*ARBEITSAUFTRÄGE*.
1. Fassen Sie im Interview zum Kleinen Markt den Absatz, der mit „Bremkamp: Wir versuchen Kontakt aufzunehmen“ beginnt, als kurze Liste zusammen. Behalten Sie dabei seine wichtigsten Angaben bei.
2. Setzen Sie das Interview zum Kleinen Markt nach seiner letzten Frage fort.

*LESETEXT*.
* * * * * * *

Oberhausen. .
"Unsere Aufgabe ist es, Hilfe anzubieten." Im WAZ-Interview schätzt Diplom-Sozialarbeiter Frank Bremkamp die Lage am Kleinen Markt ein. Fazit: Die Sozialleistungsempfänger dort könne man nicht einfach verdrängen - das würde das Problem nur verlagern.
Was haben Sie für einen Zugang zu den Menschen am Kleinen Markt?
Frank Bremkamp: Die meisten von Ihnen sind Sozialleistungsempfänger, haben eine Wohnung. Das sind meist 1,5-Zimmer-Buden, in denen nicht viel Platz ist, um sich mit Bekannten zu treffen. Oft sind die Wohnungen nicht besonders wohnlich und in keinem guten Zustand.
Beim WAZ-Gespräch mit einem Betroffenen ist aber auch herausgekommen: Einige wollen gar nicht zu Hause sitzen und treffen sich lieber draußen.
Bremkamp: Da muss man Ursache und Wirkung unterscheiden. Die wollen nicht den ganzen Tag vor der Glotze sitzen und alleine sein. Den Austausch gibt’s nur draußen.
Wie arbeiten Sie konkret mit der Klientel?
Bremkamp: Wir versuchen Kontakt aufzunehmen, gerne mit einem Meinungsbilder, der Einfluss auf die Gruppe hat. Dann läuft viel über Einzelfallhilfe. Unser Auftrag ist es nicht, die Leute wegzukriegen, sondern Hilfen anzubieten. Wenn sie Bescheide zum Beispiel von der Arge bekommen, gehen wir die mit ihnen durch. Wir schauen auch, dass sie sich um ihre Gesundheit kümmern.
Wissen die Männer und Frauen, die dort stehen, dass viele Leute Angst haben, dort vorbeizugehen?

* * * * * * *

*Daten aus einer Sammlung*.
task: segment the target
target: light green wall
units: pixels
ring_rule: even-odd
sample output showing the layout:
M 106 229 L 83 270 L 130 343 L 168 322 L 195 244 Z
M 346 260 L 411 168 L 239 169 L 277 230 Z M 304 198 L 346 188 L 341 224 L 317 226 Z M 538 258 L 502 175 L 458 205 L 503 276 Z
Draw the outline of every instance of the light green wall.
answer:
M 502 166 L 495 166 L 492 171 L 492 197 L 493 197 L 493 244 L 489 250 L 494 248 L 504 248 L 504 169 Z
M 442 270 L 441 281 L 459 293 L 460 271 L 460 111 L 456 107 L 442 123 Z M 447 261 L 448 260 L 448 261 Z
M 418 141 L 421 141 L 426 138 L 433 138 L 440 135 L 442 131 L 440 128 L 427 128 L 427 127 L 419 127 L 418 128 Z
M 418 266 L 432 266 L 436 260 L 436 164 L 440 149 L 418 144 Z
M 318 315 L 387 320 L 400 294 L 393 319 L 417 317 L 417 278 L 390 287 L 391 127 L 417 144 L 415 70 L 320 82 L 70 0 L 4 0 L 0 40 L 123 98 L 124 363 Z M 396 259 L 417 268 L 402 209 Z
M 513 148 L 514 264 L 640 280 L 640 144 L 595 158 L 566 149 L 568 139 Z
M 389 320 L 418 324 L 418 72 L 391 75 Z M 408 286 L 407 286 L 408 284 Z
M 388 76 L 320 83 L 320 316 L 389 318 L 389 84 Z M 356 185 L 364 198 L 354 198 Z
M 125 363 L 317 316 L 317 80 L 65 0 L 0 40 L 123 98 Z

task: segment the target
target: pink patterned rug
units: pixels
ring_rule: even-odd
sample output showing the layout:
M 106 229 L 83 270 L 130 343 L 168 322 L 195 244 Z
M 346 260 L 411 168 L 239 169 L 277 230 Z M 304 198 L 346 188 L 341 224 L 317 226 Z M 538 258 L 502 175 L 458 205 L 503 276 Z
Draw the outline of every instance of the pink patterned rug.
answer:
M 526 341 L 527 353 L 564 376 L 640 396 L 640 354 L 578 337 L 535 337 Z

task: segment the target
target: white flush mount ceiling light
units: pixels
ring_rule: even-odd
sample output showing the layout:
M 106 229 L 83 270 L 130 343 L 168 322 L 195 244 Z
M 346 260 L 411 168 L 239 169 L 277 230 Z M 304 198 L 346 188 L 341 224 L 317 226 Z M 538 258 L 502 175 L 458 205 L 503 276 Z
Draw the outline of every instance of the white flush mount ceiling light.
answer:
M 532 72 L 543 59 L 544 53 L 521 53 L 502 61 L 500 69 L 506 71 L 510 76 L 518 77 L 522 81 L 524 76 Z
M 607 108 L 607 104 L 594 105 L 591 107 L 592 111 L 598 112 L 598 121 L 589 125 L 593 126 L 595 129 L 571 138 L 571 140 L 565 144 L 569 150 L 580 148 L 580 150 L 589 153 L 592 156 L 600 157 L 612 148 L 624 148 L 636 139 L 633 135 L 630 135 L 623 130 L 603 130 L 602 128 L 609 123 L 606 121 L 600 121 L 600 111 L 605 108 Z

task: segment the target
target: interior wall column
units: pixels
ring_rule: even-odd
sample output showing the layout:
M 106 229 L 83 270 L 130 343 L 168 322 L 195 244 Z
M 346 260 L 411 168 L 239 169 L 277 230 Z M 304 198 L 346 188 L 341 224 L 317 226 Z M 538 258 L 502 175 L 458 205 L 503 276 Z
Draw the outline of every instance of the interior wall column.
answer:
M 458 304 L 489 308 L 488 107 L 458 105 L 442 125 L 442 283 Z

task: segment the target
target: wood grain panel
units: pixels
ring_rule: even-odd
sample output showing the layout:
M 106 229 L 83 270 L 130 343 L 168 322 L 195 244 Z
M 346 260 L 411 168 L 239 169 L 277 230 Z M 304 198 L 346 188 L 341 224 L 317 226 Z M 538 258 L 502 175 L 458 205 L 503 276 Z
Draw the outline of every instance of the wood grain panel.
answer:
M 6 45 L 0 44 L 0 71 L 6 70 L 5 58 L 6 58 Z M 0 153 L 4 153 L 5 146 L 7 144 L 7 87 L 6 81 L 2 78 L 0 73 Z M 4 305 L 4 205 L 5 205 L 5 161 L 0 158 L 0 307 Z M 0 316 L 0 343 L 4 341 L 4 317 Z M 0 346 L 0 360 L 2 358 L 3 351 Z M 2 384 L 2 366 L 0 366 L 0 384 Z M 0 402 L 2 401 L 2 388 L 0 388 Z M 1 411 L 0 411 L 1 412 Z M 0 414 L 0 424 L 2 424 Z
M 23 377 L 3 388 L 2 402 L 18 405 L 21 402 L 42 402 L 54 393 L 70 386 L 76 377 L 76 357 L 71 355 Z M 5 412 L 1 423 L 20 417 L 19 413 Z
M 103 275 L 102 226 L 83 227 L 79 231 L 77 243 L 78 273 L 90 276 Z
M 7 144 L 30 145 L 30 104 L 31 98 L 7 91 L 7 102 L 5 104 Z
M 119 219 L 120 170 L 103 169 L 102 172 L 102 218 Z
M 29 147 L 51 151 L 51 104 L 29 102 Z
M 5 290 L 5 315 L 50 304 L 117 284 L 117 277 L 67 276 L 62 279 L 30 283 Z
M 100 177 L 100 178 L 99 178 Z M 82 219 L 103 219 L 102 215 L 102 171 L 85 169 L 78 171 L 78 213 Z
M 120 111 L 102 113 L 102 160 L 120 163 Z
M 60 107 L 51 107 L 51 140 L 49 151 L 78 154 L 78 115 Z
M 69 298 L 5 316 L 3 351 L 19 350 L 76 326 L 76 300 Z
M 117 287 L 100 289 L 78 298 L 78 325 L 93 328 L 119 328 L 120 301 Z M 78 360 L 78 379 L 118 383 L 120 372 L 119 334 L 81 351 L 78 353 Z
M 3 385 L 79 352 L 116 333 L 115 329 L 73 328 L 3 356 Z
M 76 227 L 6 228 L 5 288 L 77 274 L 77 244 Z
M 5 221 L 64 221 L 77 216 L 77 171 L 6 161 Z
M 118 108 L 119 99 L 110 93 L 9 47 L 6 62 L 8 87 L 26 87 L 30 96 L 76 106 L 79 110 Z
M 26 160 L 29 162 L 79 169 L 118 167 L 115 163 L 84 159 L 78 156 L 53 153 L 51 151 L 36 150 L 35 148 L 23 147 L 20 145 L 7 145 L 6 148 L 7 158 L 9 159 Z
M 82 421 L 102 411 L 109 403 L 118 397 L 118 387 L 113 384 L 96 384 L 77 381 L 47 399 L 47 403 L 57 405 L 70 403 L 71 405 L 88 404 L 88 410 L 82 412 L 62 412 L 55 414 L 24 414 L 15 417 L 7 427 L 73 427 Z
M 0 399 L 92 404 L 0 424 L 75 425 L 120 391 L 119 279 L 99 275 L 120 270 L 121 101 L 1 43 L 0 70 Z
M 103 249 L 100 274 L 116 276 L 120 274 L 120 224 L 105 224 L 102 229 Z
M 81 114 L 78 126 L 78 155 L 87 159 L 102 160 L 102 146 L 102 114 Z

* * * * * * *

*LÖSUNGEN*.
1.
- Kontaktaufnahme mit der Gruppe, gern über einen Meinungsbilder mit Einfluss
- viel Einzelfallhilfe
- Auftrag: Hilfe anbieten, nicht die Leute vertreiben
- Bescheide, etwa von der Arge, gemeinsam durchgehen
- darauf achten, dass sie sich um ihre Gesundheit kümmern

2.
Bremkamp: Einige wissen das sicherlich. Sie stehen ja auch unter Beobachtung durch das Ordnungsamt und die Polizei. Klar ist nämlich auch: Mit den Leuten reden geht nur bis zu einem gewissen Pegel.
Die Rede ist von einem Raum, der für die Klientel eingerichtet werden soll. Würde dieser denn genutzt?
Bremkamp: Wenn man die Gruppe miteinbezieht, wäre das eine Möglichkeit. Man muss aber auch sehen, dass die Infrastruktur am Kleinen Markt optimal für die Klientel ist: Man kann billiges Bier kaufen, es gibt eine Toilette und bei Regen kann man sich unterstellen. Wenn man sie verdrängt, stehen sie woanders rum und spätestens dort werden sich wieder Nachbarn beschweren.
Muss eine Gesellschaft so eine Situation aushalten?
Bremkamp: Ich bin der Meinung: Ja - solange es nicht aus dem Ruder läuft und Sicherheit und Ordnung nicht beeinträchtigt werden. Das sind Anzeichen von Armut, die man in jeder Stadt findet.
Hat die Armut in den vergangenen Jahren zugenommen?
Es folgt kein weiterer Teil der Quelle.